● **Task set**
A - Where was Christofer Drew raised, according to the article about him?
B - Using the article about Christofer Drew, explain in one to three sentences what he is best known for.

● **Text under study**
Background information
- Born: Christopher Drew Ingle February 11, 1991 (age 35) Oceanside, California, U.S.
- Genres: Indie rock; experimental metal;
- Occupations: Musician; painter;
- Instruments: Vocals; guitar; keyboards; bass; drums; percussion; ukulele; violin; banjo; harmonica;
- Years active: 2007–present
- Labels: Sire; Loveway;
- Formerly of: Never Shout Never; Eat Me Raw; Gonzo;

= Christofer Drew =

American musician

Christofer Drew Ingle (born February 11, 1991) is an American painter and former musician best known for his time as the frontman and guitarist of the indie rock band Never Shout Never and the experimental metal band Eat Me Raw.

== Early life ==
Drew was born in Oceanside, California, to Nancy Keifner and Edward Ingle. He has three siblings: David, Sarah and Hannah. He is of English, Irish, and German descent. He was raised in Joplin, Missouri.

● **Recorded information**

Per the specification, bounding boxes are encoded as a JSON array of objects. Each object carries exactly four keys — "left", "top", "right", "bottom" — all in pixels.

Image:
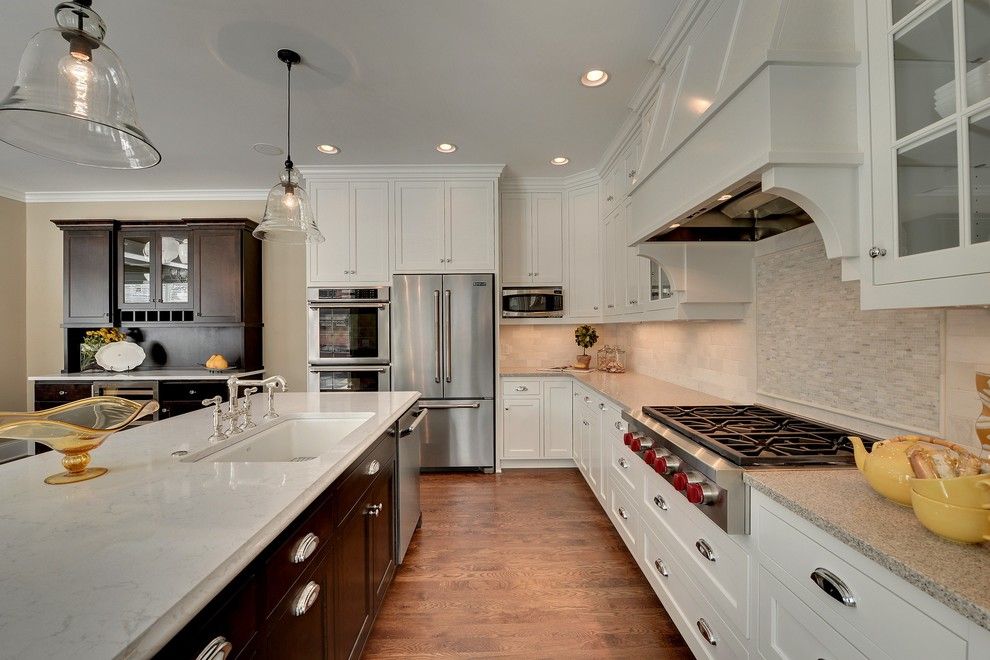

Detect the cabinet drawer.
[
  {"left": 758, "top": 568, "right": 876, "bottom": 660},
  {"left": 264, "top": 502, "right": 333, "bottom": 616},
  {"left": 756, "top": 506, "right": 966, "bottom": 660},
  {"left": 158, "top": 381, "right": 227, "bottom": 402},
  {"left": 608, "top": 483, "right": 640, "bottom": 557},
  {"left": 34, "top": 383, "right": 93, "bottom": 403},
  {"left": 333, "top": 434, "right": 395, "bottom": 525},
  {"left": 502, "top": 378, "right": 543, "bottom": 396}
]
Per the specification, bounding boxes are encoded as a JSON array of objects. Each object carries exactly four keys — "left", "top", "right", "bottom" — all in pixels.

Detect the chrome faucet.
[{"left": 203, "top": 376, "right": 286, "bottom": 442}]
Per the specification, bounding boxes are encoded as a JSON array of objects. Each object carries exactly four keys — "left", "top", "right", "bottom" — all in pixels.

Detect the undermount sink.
[{"left": 189, "top": 413, "right": 374, "bottom": 463}]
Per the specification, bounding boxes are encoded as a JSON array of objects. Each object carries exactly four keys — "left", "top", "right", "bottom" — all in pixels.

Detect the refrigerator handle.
[
  {"left": 433, "top": 289, "right": 440, "bottom": 383},
  {"left": 443, "top": 289, "right": 453, "bottom": 383}
]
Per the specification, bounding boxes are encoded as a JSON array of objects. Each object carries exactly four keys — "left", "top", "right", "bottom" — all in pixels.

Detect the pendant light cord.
[{"left": 285, "top": 62, "right": 292, "bottom": 170}]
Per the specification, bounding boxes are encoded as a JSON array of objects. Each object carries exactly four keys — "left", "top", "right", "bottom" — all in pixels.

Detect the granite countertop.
[
  {"left": 499, "top": 369, "right": 733, "bottom": 412},
  {"left": 744, "top": 469, "right": 990, "bottom": 629},
  {"left": 0, "top": 392, "right": 419, "bottom": 660},
  {"left": 28, "top": 367, "right": 264, "bottom": 381}
]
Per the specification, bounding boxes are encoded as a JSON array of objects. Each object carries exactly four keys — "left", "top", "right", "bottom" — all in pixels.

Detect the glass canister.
[{"left": 598, "top": 346, "right": 626, "bottom": 374}]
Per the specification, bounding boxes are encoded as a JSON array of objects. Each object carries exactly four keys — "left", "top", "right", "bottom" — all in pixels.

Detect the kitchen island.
[{"left": 0, "top": 392, "right": 419, "bottom": 658}]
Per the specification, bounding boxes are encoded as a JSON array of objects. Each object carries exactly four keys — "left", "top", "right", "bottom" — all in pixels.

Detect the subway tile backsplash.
[{"left": 501, "top": 230, "right": 990, "bottom": 446}]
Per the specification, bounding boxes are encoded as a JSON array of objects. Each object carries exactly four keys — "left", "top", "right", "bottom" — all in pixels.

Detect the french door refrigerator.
[{"left": 391, "top": 274, "right": 495, "bottom": 470}]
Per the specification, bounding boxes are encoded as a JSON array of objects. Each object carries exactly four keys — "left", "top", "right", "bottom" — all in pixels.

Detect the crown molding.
[
  {"left": 24, "top": 188, "right": 268, "bottom": 204},
  {"left": 299, "top": 164, "right": 505, "bottom": 180},
  {"left": 0, "top": 186, "right": 25, "bottom": 202}
]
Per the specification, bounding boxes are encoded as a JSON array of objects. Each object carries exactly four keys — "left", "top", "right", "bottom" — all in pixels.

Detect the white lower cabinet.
[{"left": 501, "top": 378, "right": 577, "bottom": 460}]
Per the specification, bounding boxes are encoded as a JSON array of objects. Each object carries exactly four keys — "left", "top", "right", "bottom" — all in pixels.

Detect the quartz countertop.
[
  {"left": 0, "top": 392, "right": 419, "bottom": 660},
  {"left": 28, "top": 367, "right": 264, "bottom": 381},
  {"left": 743, "top": 469, "right": 990, "bottom": 629},
  {"left": 499, "top": 369, "right": 732, "bottom": 412}
]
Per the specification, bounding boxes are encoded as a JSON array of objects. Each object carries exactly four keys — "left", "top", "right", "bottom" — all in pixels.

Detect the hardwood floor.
[{"left": 364, "top": 470, "right": 692, "bottom": 660}]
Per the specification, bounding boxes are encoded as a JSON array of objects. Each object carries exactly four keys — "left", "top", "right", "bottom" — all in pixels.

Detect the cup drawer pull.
[
  {"left": 289, "top": 532, "right": 320, "bottom": 564},
  {"left": 811, "top": 568, "right": 856, "bottom": 607}
]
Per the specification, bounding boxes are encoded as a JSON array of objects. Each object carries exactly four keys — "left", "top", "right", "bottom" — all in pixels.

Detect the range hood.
[{"left": 649, "top": 184, "right": 813, "bottom": 242}]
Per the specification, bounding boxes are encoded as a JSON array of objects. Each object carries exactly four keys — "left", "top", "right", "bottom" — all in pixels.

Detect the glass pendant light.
[
  {"left": 253, "top": 48, "right": 325, "bottom": 245},
  {"left": 0, "top": 0, "right": 162, "bottom": 169}
]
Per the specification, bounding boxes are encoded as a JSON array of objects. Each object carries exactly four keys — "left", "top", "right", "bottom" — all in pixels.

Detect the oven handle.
[{"left": 419, "top": 403, "right": 481, "bottom": 410}]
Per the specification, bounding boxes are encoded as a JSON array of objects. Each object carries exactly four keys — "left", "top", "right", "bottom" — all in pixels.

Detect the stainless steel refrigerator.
[{"left": 391, "top": 274, "right": 495, "bottom": 470}]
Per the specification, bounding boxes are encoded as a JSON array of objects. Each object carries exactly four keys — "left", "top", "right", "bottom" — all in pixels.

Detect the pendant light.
[
  {"left": 253, "top": 48, "right": 325, "bottom": 245},
  {"left": 0, "top": 0, "right": 162, "bottom": 169}
]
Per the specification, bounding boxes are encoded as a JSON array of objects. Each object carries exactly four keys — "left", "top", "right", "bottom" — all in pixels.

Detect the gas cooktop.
[{"left": 643, "top": 405, "right": 877, "bottom": 467}]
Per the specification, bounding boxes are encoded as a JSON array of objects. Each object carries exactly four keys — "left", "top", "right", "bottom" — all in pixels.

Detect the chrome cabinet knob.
[
  {"left": 196, "top": 635, "right": 234, "bottom": 660},
  {"left": 867, "top": 246, "right": 887, "bottom": 259},
  {"left": 289, "top": 532, "right": 320, "bottom": 564},
  {"left": 292, "top": 580, "right": 320, "bottom": 616}
]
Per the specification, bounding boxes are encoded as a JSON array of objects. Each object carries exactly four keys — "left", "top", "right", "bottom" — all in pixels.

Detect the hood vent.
[{"left": 649, "top": 184, "right": 813, "bottom": 242}]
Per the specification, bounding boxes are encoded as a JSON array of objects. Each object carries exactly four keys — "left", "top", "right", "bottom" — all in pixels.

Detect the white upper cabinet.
[
  {"left": 444, "top": 181, "right": 495, "bottom": 273},
  {"left": 309, "top": 181, "right": 389, "bottom": 286},
  {"left": 501, "top": 192, "right": 564, "bottom": 286},
  {"left": 564, "top": 185, "right": 603, "bottom": 319},
  {"left": 392, "top": 181, "right": 447, "bottom": 273},
  {"left": 392, "top": 180, "right": 495, "bottom": 273},
  {"left": 862, "top": 0, "right": 990, "bottom": 307}
]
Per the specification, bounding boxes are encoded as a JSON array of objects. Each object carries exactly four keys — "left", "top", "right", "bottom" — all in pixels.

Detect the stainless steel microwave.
[{"left": 502, "top": 286, "right": 564, "bottom": 319}]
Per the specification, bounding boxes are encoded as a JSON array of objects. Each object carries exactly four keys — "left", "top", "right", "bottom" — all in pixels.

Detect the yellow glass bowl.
[
  {"left": 911, "top": 491, "right": 990, "bottom": 543},
  {"left": 911, "top": 474, "right": 990, "bottom": 508}
]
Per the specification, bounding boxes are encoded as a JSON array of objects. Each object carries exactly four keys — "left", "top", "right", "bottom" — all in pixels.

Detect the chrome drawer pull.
[
  {"left": 698, "top": 619, "right": 718, "bottom": 646},
  {"left": 196, "top": 635, "right": 234, "bottom": 660},
  {"left": 292, "top": 580, "right": 320, "bottom": 616},
  {"left": 811, "top": 568, "right": 856, "bottom": 607},
  {"left": 694, "top": 539, "right": 715, "bottom": 562},
  {"left": 289, "top": 532, "right": 320, "bottom": 564}
]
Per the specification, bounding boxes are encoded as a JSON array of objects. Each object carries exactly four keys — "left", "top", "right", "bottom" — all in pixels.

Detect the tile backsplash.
[{"left": 501, "top": 226, "right": 990, "bottom": 446}]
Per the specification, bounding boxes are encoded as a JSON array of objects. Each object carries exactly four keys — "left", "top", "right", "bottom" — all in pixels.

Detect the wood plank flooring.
[{"left": 364, "top": 469, "right": 693, "bottom": 660}]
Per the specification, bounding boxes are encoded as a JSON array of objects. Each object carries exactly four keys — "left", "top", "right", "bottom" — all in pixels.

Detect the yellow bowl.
[
  {"left": 911, "top": 491, "right": 990, "bottom": 543},
  {"left": 911, "top": 474, "right": 990, "bottom": 508}
]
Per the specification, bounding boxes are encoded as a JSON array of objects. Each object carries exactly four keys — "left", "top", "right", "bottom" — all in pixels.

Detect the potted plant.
[{"left": 574, "top": 325, "right": 598, "bottom": 369}]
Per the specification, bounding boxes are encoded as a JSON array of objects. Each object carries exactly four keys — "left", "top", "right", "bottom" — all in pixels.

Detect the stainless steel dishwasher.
[{"left": 395, "top": 405, "right": 430, "bottom": 564}]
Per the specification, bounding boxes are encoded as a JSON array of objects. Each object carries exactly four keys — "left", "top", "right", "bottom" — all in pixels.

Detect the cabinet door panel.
[
  {"left": 564, "top": 186, "right": 602, "bottom": 318},
  {"left": 193, "top": 229, "right": 241, "bottom": 323},
  {"left": 500, "top": 193, "right": 533, "bottom": 284},
  {"left": 63, "top": 229, "right": 113, "bottom": 325},
  {"left": 333, "top": 505, "right": 372, "bottom": 660},
  {"left": 502, "top": 396, "right": 543, "bottom": 458},
  {"left": 445, "top": 181, "right": 495, "bottom": 273},
  {"left": 543, "top": 379, "right": 574, "bottom": 458},
  {"left": 309, "top": 181, "right": 356, "bottom": 284},
  {"left": 392, "top": 181, "right": 446, "bottom": 273},
  {"left": 533, "top": 193, "right": 564, "bottom": 284},
  {"left": 350, "top": 181, "right": 389, "bottom": 284}
]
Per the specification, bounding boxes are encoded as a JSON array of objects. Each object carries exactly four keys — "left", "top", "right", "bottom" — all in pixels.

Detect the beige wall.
[
  {"left": 22, "top": 201, "right": 306, "bottom": 398},
  {"left": 0, "top": 197, "right": 27, "bottom": 410}
]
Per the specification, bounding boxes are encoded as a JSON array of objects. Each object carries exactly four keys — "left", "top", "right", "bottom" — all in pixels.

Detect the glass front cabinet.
[
  {"left": 117, "top": 228, "right": 193, "bottom": 310},
  {"left": 861, "top": 0, "right": 990, "bottom": 307}
]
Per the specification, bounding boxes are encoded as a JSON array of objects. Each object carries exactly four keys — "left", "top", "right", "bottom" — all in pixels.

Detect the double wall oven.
[{"left": 307, "top": 286, "right": 391, "bottom": 392}]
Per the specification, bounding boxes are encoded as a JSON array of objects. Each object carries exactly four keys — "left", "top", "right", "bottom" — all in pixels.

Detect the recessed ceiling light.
[
  {"left": 251, "top": 142, "right": 285, "bottom": 156},
  {"left": 581, "top": 69, "right": 608, "bottom": 87}
]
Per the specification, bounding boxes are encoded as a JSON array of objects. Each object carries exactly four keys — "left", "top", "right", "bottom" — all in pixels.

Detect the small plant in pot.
[{"left": 574, "top": 325, "right": 598, "bottom": 369}]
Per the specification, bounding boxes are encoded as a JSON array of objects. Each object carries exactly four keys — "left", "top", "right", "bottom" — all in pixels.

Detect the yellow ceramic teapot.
[{"left": 849, "top": 435, "right": 928, "bottom": 506}]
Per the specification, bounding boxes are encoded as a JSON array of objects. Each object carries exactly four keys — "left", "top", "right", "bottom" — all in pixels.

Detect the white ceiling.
[{"left": 0, "top": 0, "right": 678, "bottom": 192}]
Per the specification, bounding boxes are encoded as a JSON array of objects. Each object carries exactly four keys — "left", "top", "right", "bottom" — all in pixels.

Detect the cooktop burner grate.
[{"left": 643, "top": 405, "right": 877, "bottom": 466}]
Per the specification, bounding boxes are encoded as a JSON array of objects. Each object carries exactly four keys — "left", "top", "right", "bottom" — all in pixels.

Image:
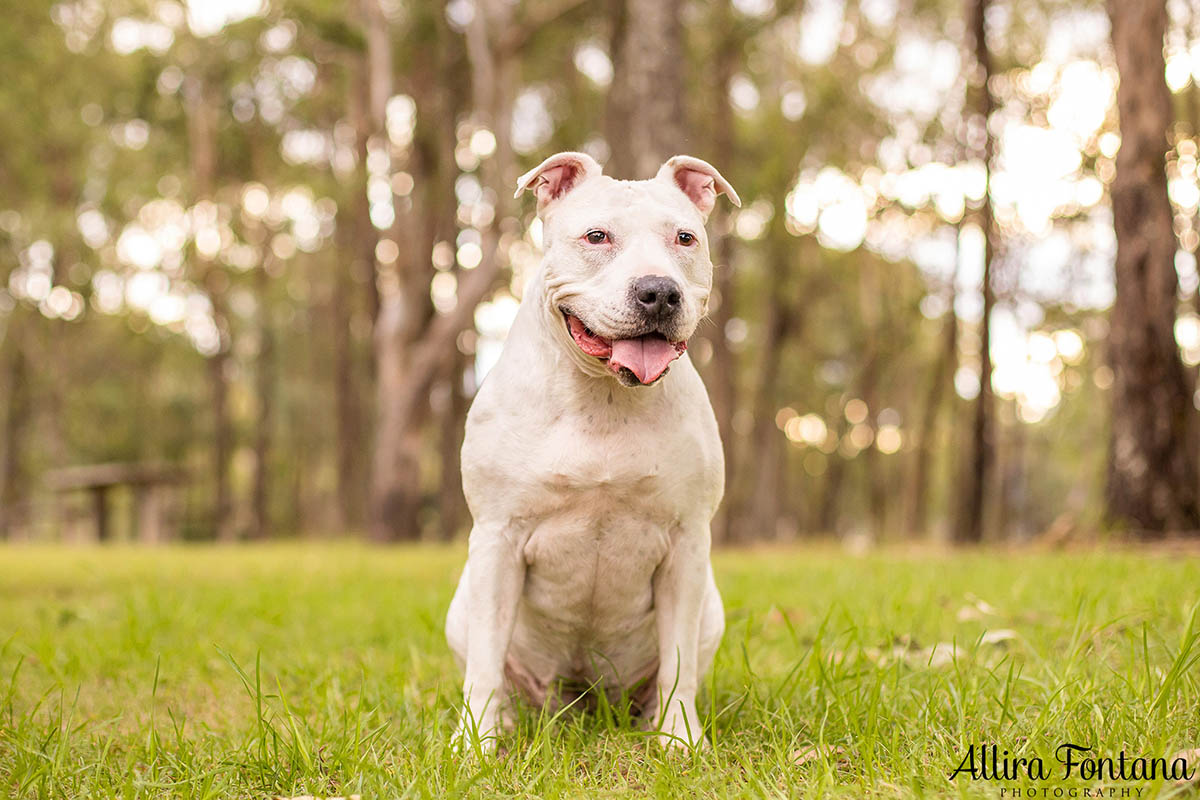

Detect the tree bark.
[
  {"left": 0, "top": 328, "right": 32, "bottom": 540},
  {"left": 907, "top": 256, "right": 959, "bottom": 536},
  {"left": 704, "top": 0, "right": 740, "bottom": 543},
  {"left": 1105, "top": 0, "right": 1200, "bottom": 535},
  {"left": 605, "top": 0, "right": 686, "bottom": 180},
  {"left": 184, "top": 67, "right": 236, "bottom": 541},
  {"left": 438, "top": 353, "right": 469, "bottom": 542},
  {"left": 252, "top": 253, "right": 275, "bottom": 540},
  {"left": 371, "top": 1, "right": 492, "bottom": 540},
  {"left": 954, "top": 0, "right": 997, "bottom": 543}
]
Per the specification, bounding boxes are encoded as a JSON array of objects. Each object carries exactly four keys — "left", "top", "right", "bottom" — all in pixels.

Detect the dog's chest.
[
  {"left": 524, "top": 424, "right": 682, "bottom": 633},
  {"left": 524, "top": 492, "right": 673, "bottom": 636}
]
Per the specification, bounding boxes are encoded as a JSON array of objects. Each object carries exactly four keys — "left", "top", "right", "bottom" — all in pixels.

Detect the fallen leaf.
[
  {"left": 1166, "top": 747, "right": 1200, "bottom": 786},
  {"left": 979, "top": 627, "right": 1018, "bottom": 644},
  {"left": 792, "top": 745, "right": 850, "bottom": 768}
]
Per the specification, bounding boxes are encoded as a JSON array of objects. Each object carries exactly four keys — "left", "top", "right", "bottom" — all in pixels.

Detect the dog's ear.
[
  {"left": 655, "top": 156, "right": 742, "bottom": 219},
  {"left": 512, "top": 152, "right": 600, "bottom": 213}
]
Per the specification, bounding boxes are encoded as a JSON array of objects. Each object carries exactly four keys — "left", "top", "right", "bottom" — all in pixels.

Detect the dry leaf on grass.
[
  {"left": 1168, "top": 747, "right": 1200, "bottom": 786},
  {"left": 955, "top": 595, "right": 1000, "bottom": 622},
  {"left": 792, "top": 745, "right": 850, "bottom": 768},
  {"left": 979, "top": 627, "right": 1018, "bottom": 644}
]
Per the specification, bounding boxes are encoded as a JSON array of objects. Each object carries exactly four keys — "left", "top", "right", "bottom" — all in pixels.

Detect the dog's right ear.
[{"left": 512, "top": 152, "right": 601, "bottom": 215}]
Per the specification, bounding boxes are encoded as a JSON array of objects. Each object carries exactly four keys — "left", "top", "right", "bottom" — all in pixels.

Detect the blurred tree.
[
  {"left": 1106, "top": 0, "right": 1200, "bottom": 533},
  {"left": 954, "top": 0, "right": 997, "bottom": 543},
  {"left": 605, "top": 0, "right": 688, "bottom": 180}
]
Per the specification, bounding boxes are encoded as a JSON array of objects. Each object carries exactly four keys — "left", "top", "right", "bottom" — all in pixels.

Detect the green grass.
[{"left": 0, "top": 545, "right": 1200, "bottom": 800}]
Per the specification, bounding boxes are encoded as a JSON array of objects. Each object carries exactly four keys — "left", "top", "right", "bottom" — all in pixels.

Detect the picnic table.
[{"left": 46, "top": 462, "right": 187, "bottom": 543}]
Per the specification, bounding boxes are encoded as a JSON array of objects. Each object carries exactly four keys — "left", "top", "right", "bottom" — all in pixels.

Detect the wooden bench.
[{"left": 46, "top": 462, "right": 187, "bottom": 545}]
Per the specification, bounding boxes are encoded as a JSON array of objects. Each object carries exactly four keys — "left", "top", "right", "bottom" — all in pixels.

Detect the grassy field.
[{"left": 0, "top": 545, "right": 1200, "bottom": 800}]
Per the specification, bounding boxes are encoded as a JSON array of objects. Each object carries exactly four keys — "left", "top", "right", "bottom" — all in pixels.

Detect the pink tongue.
[{"left": 608, "top": 336, "right": 683, "bottom": 384}]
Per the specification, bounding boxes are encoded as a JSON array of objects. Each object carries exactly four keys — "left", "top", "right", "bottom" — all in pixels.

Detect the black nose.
[{"left": 634, "top": 275, "right": 683, "bottom": 319}]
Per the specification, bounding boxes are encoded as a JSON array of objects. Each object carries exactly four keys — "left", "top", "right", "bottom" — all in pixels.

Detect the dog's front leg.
[
  {"left": 654, "top": 524, "right": 710, "bottom": 747},
  {"left": 455, "top": 525, "right": 524, "bottom": 752}
]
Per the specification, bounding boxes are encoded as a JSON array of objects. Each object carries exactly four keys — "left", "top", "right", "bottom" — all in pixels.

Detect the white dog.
[{"left": 446, "top": 152, "right": 740, "bottom": 750}]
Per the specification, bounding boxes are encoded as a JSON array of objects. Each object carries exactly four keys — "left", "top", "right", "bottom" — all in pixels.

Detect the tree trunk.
[
  {"left": 330, "top": 182, "right": 364, "bottom": 530},
  {"left": 184, "top": 67, "right": 236, "bottom": 541},
  {"left": 704, "top": 0, "right": 740, "bottom": 542},
  {"left": 1105, "top": 0, "right": 1200, "bottom": 534},
  {"left": 252, "top": 253, "right": 275, "bottom": 540},
  {"left": 0, "top": 328, "right": 32, "bottom": 540},
  {"left": 907, "top": 259, "right": 959, "bottom": 536},
  {"left": 954, "top": 0, "right": 997, "bottom": 543},
  {"left": 371, "top": 1, "right": 492, "bottom": 540},
  {"left": 734, "top": 227, "right": 799, "bottom": 542},
  {"left": 438, "top": 353, "right": 469, "bottom": 542},
  {"left": 605, "top": 0, "right": 686, "bottom": 180}
]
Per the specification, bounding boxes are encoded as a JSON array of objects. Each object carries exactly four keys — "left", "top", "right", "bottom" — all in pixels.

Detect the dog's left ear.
[
  {"left": 655, "top": 156, "right": 742, "bottom": 219},
  {"left": 512, "top": 152, "right": 601, "bottom": 215}
]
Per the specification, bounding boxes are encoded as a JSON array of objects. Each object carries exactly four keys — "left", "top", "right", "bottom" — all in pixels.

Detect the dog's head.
[{"left": 517, "top": 152, "right": 742, "bottom": 386}]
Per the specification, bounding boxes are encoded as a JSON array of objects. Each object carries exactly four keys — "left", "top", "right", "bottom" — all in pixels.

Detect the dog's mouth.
[{"left": 560, "top": 309, "right": 688, "bottom": 386}]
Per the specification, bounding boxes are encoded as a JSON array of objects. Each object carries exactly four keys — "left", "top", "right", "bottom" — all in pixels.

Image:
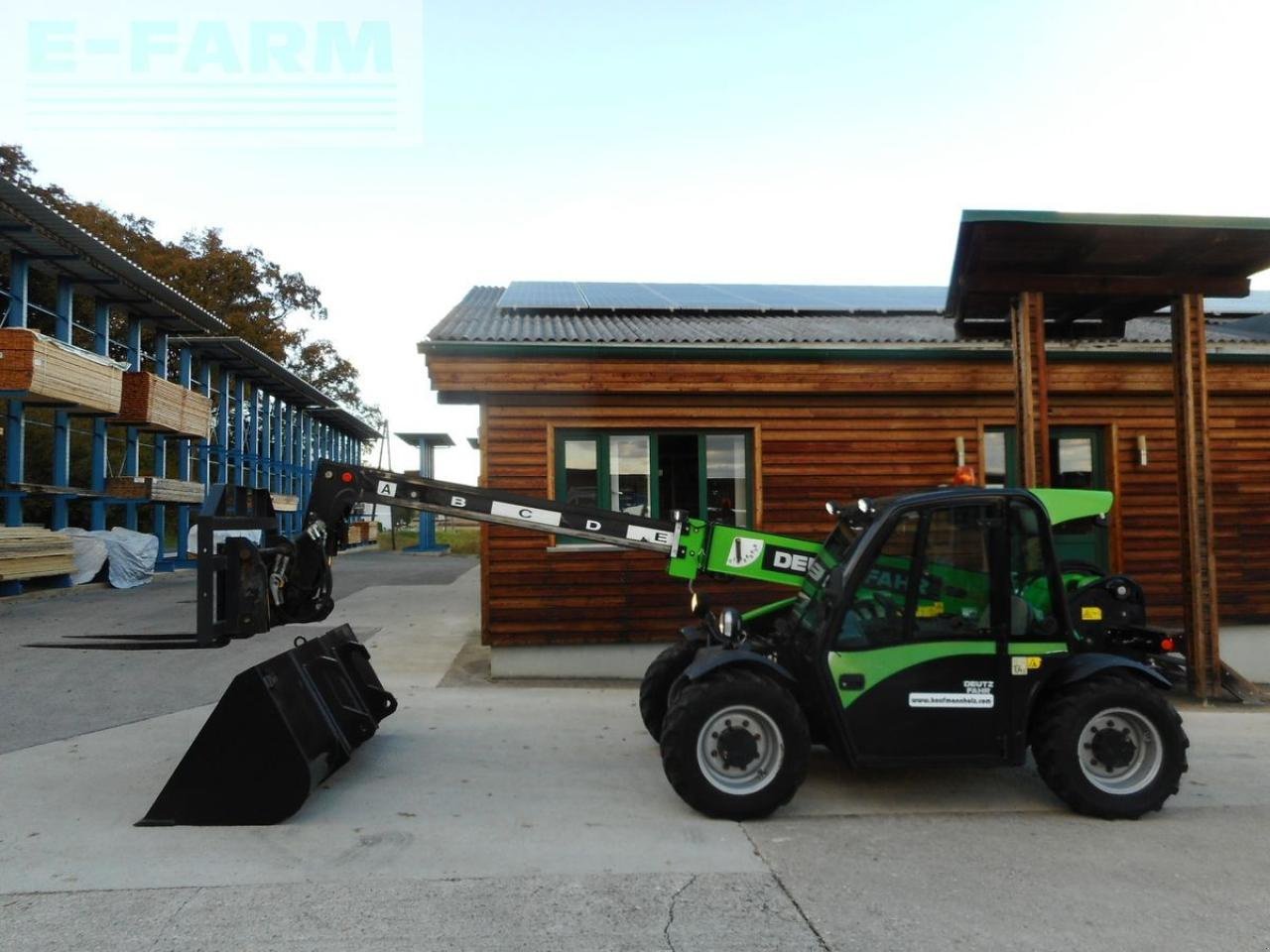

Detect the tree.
[{"left": 0, "top": 144, "right": 382, "bottom": 424}]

● **List of solutions**
A - Joplin, Missouri.

B - He is best known for his time as the frontman and guitarist of two bands: the indie rock band Never Shout Never and the experimental metal band Eat Me Raw.